======== Okuma Metni

Mart 2017 Hamdi ÖZ A- A+
A- A+

En İyi Bağ Kendi Bağımızdır

İnsan; Allah, Kur’an, zaman ve mekân merkezli bir varlıktır. Bu sebeple Allah; Kelam-ı Kadim’inde belirli zaman ve mekânlar üzerine dikkat çekmek için yemin etmiş, hatta bazı özel yer, makam ve mekânların ismi etrafında tarihi bilgiler ve haberler vermiştir. Bu mekân ve makamlar muhtelif sure ve 23 ayette alfabetik olarak şöyle sıralanmıştır: Arafat (Dağı), Arz-ı Mukaddes, Bedir (Kuyusu), Beyt-i Haram (Kâbe), Beyt-i Ma’mur, Cudi (Dağı), İrem (Şehri), Huneyn (Geçidi), Kâbe (-i Muazzama), Yesrib/Medine (-tül Münevvere), Medyen, Bekke/Mekke (-tül Mükerreme), Merve (Tepesi), Mescid-i Aksa, Mescid-i Dırar, Mescid-i Haram, Meş’ar-i Haram, Mısır, Safa (Tepesi), Sidre-i Münteha, Tur (Dağı), Tur-i Sina, Tuva Vadisi.

================
======== Verilen Malzeme

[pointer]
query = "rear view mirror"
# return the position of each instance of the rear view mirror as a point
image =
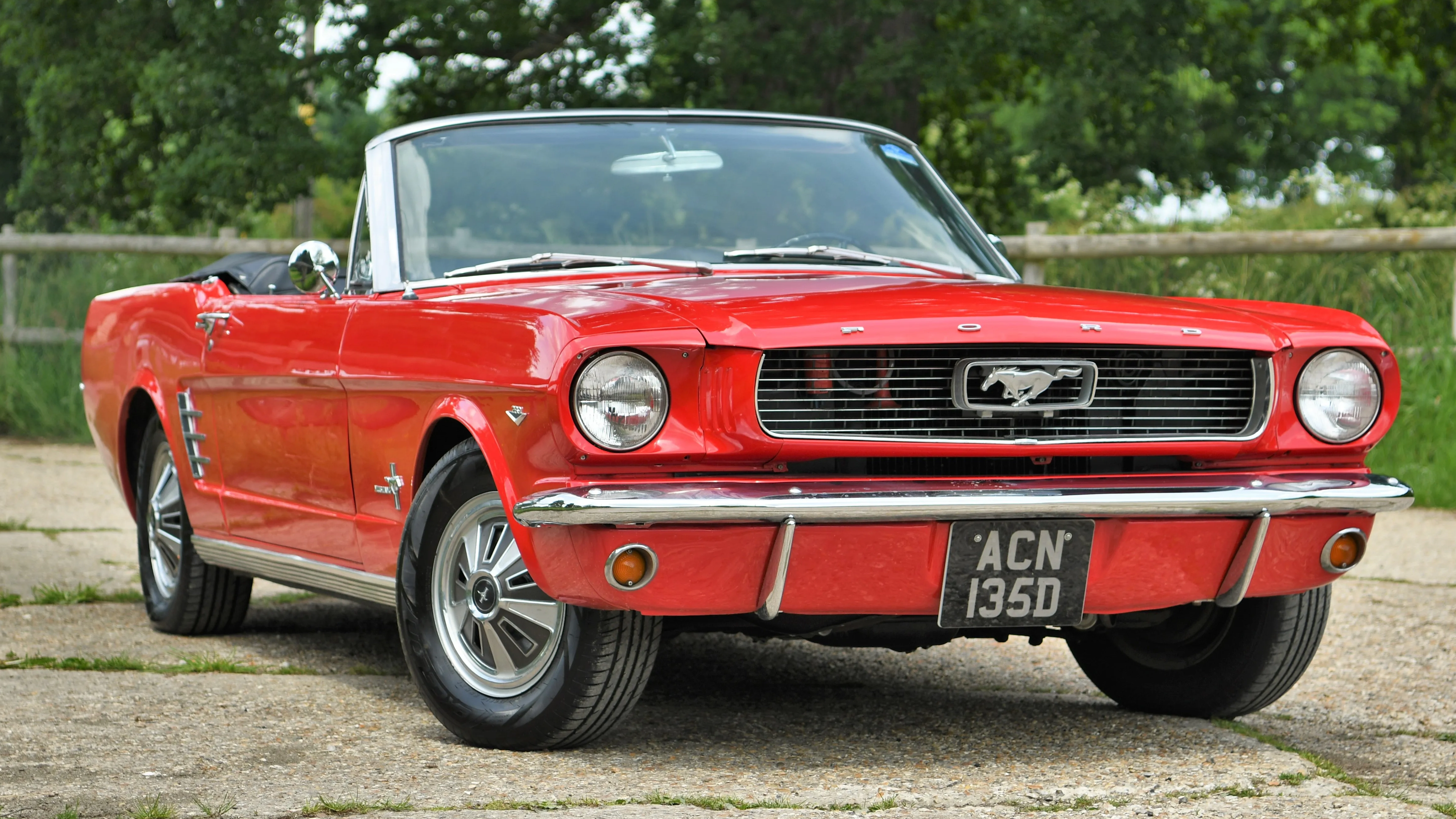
(667, 162)
(315, 267)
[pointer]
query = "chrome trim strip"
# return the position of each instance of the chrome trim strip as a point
(858, 502)
(631, 114)
(778, 570)
(299, 572)
(1263, 398)
(1241, 569)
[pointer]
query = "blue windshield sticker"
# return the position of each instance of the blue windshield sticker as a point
(896, 152)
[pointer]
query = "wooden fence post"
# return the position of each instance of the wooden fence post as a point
(9, 273)
(1033, 270)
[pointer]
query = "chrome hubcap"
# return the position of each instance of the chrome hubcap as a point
(499, 629)
(165, 522)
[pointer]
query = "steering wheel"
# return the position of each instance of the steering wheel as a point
(832, 239)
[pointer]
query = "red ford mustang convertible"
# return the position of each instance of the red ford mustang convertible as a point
(592, 378)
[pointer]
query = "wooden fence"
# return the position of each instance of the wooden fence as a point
(1033, 250)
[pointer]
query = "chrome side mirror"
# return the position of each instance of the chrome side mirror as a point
(315, 267)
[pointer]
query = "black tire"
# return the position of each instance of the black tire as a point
(184, 595)
(1205, 661)
(590, 678)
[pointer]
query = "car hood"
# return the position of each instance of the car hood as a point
(819, 310)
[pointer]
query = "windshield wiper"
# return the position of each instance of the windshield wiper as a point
(841, 255)
(548, 261)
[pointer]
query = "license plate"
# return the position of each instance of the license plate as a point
(1015, 573)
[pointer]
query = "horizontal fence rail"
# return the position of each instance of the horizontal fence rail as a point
(1231, 244)
(168, 245)
(1034, 248)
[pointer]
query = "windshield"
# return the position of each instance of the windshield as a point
(669, 192)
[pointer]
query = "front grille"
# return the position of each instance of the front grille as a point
(906, 393)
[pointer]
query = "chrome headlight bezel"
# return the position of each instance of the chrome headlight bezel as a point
(1321, 426)
(592, 428)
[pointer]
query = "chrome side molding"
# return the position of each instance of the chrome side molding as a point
(191, 439)
(299, 572)
(854, 502)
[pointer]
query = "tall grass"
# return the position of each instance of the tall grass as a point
(40, 393)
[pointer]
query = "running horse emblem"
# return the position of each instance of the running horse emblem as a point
(1024, 385)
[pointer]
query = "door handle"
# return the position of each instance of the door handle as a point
(207, 322)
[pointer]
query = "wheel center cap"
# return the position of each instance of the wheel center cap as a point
(484, 597)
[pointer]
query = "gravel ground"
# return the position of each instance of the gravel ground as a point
(973, 729)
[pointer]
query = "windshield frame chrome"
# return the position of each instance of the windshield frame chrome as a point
(382, 172)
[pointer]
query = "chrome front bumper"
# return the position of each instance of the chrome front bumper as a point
(813, 501)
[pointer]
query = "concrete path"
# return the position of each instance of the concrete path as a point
(969, 729)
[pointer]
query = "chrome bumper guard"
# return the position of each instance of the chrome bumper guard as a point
(864, 502)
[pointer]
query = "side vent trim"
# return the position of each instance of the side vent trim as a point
(191, 439)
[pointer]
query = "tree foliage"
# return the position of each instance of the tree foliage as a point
(155, 116)
(488, 54)
(168, 114)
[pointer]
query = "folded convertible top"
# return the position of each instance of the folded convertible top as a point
(248, 273)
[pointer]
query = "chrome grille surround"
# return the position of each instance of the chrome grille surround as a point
(905, 394)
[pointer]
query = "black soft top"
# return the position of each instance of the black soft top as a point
(248, 273)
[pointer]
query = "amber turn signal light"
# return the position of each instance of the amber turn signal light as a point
(1343, 552)
(631, 568)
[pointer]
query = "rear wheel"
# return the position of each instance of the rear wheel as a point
(184, 595)
(1205, 661)
(500, 662)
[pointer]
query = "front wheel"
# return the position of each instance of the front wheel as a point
(500, 662)
(184, 595)
(1205, 661)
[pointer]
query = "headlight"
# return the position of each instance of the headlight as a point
(1339, 395)
(621, 401)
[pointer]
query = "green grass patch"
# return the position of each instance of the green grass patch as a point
(153, 809)
(81, 594)
(1295, 779)
(216, 809)
(350, 806)
(12, 525)
(718, 802)
(1324, 766)
(116, 664)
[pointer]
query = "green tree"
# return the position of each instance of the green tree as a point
(12, 130)
(156, 116)
(861, 59)
(1379, 73)
(488, 54)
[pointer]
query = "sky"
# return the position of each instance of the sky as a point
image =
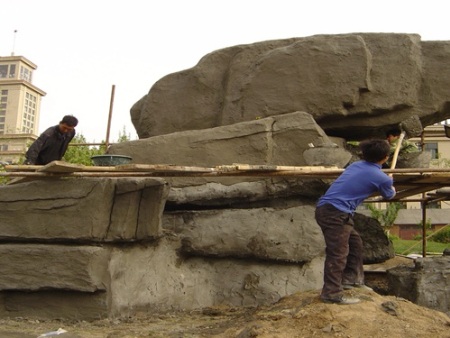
(82, 48)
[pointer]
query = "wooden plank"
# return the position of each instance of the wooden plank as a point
(20, 167)
(266, 167)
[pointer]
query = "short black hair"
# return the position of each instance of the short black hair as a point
(70, 120)
(374, 150)
(394, 132)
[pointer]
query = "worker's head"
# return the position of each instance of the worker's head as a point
(68, 124)
(393, 134)
(376, 151)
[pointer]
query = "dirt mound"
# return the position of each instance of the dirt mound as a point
(299, 315)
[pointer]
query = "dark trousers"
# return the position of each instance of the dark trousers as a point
(344, 251)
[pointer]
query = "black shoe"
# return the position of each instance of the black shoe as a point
(356, 286)
(341, 300)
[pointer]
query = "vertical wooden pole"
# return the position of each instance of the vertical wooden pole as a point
(424, 228)
(110, 117)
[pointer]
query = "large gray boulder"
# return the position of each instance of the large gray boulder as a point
(354, 85)
(280, 140)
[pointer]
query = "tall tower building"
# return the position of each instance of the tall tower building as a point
(20, 103)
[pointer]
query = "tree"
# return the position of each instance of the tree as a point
(82, 154)
(387, 216)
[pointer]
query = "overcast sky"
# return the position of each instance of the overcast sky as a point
(84, 47)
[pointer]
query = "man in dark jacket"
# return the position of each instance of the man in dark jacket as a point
(52, 144)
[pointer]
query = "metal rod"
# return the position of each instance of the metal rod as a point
(111, 104)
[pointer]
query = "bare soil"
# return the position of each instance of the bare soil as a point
(298, 315)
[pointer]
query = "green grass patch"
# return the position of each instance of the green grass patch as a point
(406, 247)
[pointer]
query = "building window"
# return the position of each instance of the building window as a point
(3, 71)
(434, 205)
(25, 74)
(30, 112)
(432, 147)
(12, 71)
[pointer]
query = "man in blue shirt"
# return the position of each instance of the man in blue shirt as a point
(334, 213)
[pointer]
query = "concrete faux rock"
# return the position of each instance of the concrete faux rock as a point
(83, 209)
(355, 85)
(268, 234)
(278, 140)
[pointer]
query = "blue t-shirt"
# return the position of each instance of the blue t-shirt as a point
(358, 181)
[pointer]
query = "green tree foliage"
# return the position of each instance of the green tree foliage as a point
(81, 154)
(3, 179)
(387, 216)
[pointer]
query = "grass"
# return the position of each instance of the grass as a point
(406, 247)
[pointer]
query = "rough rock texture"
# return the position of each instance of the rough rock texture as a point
(426, 284)
(354, 85)
(279, 140)
(190, 259)
(110, 209)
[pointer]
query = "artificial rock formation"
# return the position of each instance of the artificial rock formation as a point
(354, 85)
(94, 248)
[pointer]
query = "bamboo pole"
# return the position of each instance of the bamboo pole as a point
(111, 103)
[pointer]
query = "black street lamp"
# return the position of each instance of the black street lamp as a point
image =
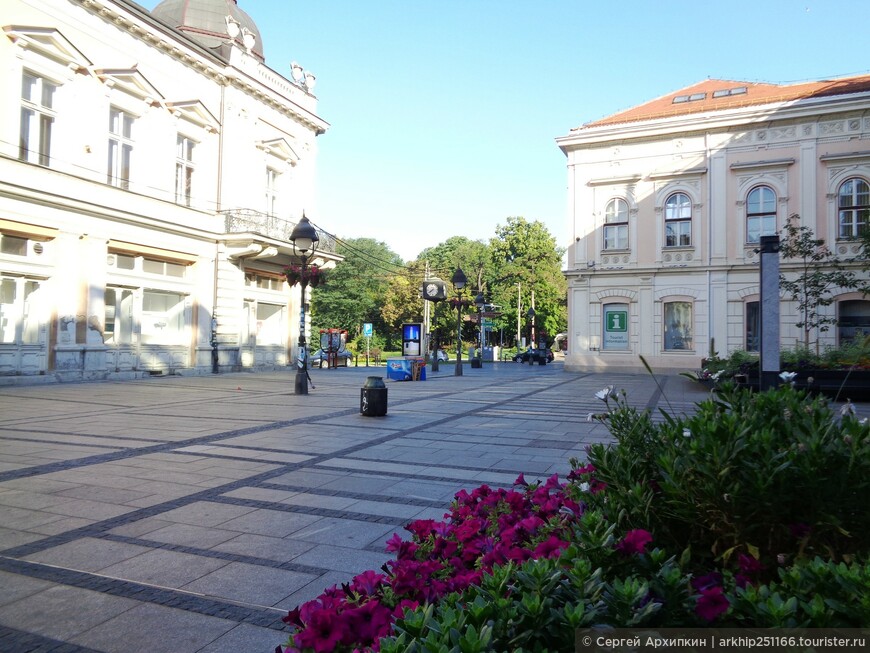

================

Alıştırmanın Amacı:
Kur’an’da adı geçen mekânları konu alan okuma metnini, son cümlesinden sonrasını yazarak sürdürün.

Cevap:
Bunlardan birer cümle ile bahsedilecek olursa; Mekke, vahyin kalbi, yeryüzünün en eski ve en güvenli anakentidir. Medine, Hz. Muhammed aleyhisselam’ın kurduğu İslam devleti ve medeniyetinin başkentidir. Kâbe, yeryüzünün gözbebeği, en kadim mabedidir, Beyt-i Atik’dir, Beytullah’tır, Beyt-i Haram’dır, Beyt-i Ma’mur’dur. Beyt-i Ma’mur, Hazene-i Cennet ve diğer meleklerin tavaf ettiği Kâbe’nin arşa yükselen siluetidir. Arafat, insanlık tarihinin ilk toplanma ve dağılma merkezidir. Safa ve Merve, her ne kadar Hz. Hacer ve oğlu İsmail aleyhisselam’ın hatırası olarak bilinse de; aslında Safa, Adem Safiyyullah’ın, Merve de insanların ilk Mer’esi/kadını Hz. Havva anamızın sembolleridir. Meş’ar-i Haram, öteki adıyla Müzdelife’dir ki; Arafat ile Mina arasında bir bölgedir ve hacılar Kâbe’de iman ve tevhide, Arafat’ta bilgiye, Meş’ar-i Haram’da bilince, Mina’da sevgiye ulaşır.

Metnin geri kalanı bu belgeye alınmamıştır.